Well at least this is what they claim in the link you shared.

view this post on Zulip Karl Palmskog (Jan 31 2023 at 16:09):

they claimed it in the past, but the current Git-on-GitHub product manager did not want make these claims about tarball stability right now. But he may do in the near future. (link to PM comments)

view this post on Zulip Michael Soegtrop (Feb 01 2023 at 08:27):

@Karl Palmskog : so what is the conclusion: we continue with "fingers crossed" or we suggest to opam that they should compute hashes on the extracted sources rather than on the tar ball or we do something more fundamental?

view this post on Zulip Karl Palmskog (Feb 01 2023 at 08:43):

the website blog post now says more information is forthcoming: https://github.blog/changelog/2023-01-30-git-archive-checksums-may-change/

view this post on Zulip Karl Palmskog (Feb 01 2023 at 08:44):

... so I suggest we wait with any further action until GitHub says something more

view this post on Zulip Karl Palmskog (Feb 24 2023 at 18:32):

followup to this: https://github.blog/2023-02-21-update-on-the-future-stability-of-source-code-archives-and-hashes/

sounds like it's a good idea to put all old Coq generated tarballs as separate release files (even though the generated tarballs are guaranteed for one more year)

view this post on Zulip Michael Soegtrop (Feb 27 2023 at 12:53):

@Karl Palmskog : thanks for sharing this useful statement from GitHub. Is there consensus how we proceed? I see two options:

I would actually prefer the latter approach and the timeline given by GitHub should be sufficient to do this in opam.

view this post on Zulip Gaëtan Gilbert (Feb 27 2023 at 13:03):

how do you even hash a tree? The first way seems much easier to use

view this post on Zulip Enrico Tassi (Feb 27 2023 at 13:08):

Well, the obvious way to hash a git tree is to use its tag hash.
Also nix does it, so there must be a decent way also for non git trees (I mean, a refinement of cat $(find . | sort) | sha256sum should do it)

view this post on Zulip Michael Soegtrop (Feb 27 2023 at 13:56):

@Gaëtan Gilbert : the basic idea e.g. used by git is to hash all files in a folder and create a text file with file names and hashes (sorted by file name) and hash this text file to give the hash of the folder. One does this recursively then.

view this post on Zulip Paolo Giarrusso (Feb 27 2023 at 13:59):

one could just use git checkouts with tags or even commit IDs... are tarballs better for users, and if yes, is that an opam issue or fundamental?

view this post on Zulip Michael Soegtrop (Feb 27 2023 at 14:03):

The issue I see with tar and gzip is that neither of them is specified to produce binary identical results. The tar ball hash method only works because there was no substantial change in tar or gzip for 2 decades or so.

● **OBJECTIVE A**: Reproduce the forum thread's wording from "Well, the obvious" up to and including "should do it)".

Records from a dataset

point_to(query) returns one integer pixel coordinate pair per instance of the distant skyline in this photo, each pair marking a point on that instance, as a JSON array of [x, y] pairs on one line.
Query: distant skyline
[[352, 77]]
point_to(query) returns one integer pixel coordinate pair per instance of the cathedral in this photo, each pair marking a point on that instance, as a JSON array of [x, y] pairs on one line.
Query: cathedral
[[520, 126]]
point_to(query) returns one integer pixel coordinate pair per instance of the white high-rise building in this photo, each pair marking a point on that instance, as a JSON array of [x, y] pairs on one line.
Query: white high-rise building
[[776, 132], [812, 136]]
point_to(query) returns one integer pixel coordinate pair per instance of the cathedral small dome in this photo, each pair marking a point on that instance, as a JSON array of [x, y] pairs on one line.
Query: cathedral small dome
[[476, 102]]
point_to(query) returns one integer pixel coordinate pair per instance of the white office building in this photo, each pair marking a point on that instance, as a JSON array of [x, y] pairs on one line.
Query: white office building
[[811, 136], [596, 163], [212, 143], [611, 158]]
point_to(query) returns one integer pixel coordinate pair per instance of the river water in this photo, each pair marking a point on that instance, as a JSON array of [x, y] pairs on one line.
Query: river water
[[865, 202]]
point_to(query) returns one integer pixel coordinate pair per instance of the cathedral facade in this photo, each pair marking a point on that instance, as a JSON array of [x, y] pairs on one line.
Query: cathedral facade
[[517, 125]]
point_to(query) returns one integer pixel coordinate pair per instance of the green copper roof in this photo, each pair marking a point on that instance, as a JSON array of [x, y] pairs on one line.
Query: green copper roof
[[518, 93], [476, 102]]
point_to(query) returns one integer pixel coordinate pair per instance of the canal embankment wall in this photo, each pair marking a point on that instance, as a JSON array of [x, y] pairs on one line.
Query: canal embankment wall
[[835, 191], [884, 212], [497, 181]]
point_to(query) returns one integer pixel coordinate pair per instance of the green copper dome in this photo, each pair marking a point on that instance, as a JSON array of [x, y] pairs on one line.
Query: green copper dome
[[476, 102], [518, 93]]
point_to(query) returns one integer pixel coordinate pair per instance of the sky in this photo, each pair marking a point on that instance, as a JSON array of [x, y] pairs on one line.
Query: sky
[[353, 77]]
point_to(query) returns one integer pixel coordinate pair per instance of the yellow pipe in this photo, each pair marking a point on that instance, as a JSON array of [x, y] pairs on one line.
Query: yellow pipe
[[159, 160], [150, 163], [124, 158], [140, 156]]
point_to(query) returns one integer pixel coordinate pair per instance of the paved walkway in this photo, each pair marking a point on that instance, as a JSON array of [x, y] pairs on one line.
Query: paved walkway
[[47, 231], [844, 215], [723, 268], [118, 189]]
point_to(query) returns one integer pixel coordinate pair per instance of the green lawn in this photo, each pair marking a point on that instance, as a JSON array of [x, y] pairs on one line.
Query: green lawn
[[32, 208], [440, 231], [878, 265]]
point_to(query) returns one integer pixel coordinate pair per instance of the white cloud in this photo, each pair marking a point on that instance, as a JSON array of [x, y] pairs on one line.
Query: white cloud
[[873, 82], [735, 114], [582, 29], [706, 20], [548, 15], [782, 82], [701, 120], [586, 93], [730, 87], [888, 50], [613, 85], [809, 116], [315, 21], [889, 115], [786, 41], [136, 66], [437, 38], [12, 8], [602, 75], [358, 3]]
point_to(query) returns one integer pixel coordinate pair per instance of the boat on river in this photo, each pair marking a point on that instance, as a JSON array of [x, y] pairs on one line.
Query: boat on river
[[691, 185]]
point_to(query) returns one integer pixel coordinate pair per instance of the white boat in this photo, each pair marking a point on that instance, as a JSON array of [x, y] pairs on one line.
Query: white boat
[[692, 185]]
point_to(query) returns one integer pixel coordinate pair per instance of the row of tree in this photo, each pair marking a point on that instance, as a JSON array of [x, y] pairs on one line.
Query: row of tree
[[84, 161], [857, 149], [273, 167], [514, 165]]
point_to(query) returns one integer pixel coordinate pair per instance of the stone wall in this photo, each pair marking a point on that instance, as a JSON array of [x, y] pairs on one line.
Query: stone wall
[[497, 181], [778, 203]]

● **OBJECTIVE B**: Write out the records from their first line up to and including the line with "[[776, 132], [812, 136]]", unchanged and with nothing else.

● **EXERCISE OUTPUT A**:
Well, the obvious way to hash a git tree is to use its tag hash.
Also nix does it, so there must be a decent way also for non git trees (I mean, a refinement of cat $(find . | sort) | sha256sum should do it)

● **EXERCISE OUTPUT B**:
point_to(query) returns one integer pixel coordinate pair per instance of the distant skyline in this photo, each pair marking a point on that instance, as a JSON array of [x, y] pairs on one line.
Query: distant skyline
[[352, 77]]
point_to(query) returns one integer pixel coordinate pair per instance of the cathedral in this photo, each pair marking a point on that instance, as a JSON array of [x, y] pairs on one line.
Query: cathedral
[[520, 126]]
point_to(query) returns one integer pixel coordinate pair per instance of the white high-rise building in this photo, each pair marking a point on that instance, as a JSON array of [x, y] pairs on one line.
Query: white high-rise building
[[776, 132], [812, 136]]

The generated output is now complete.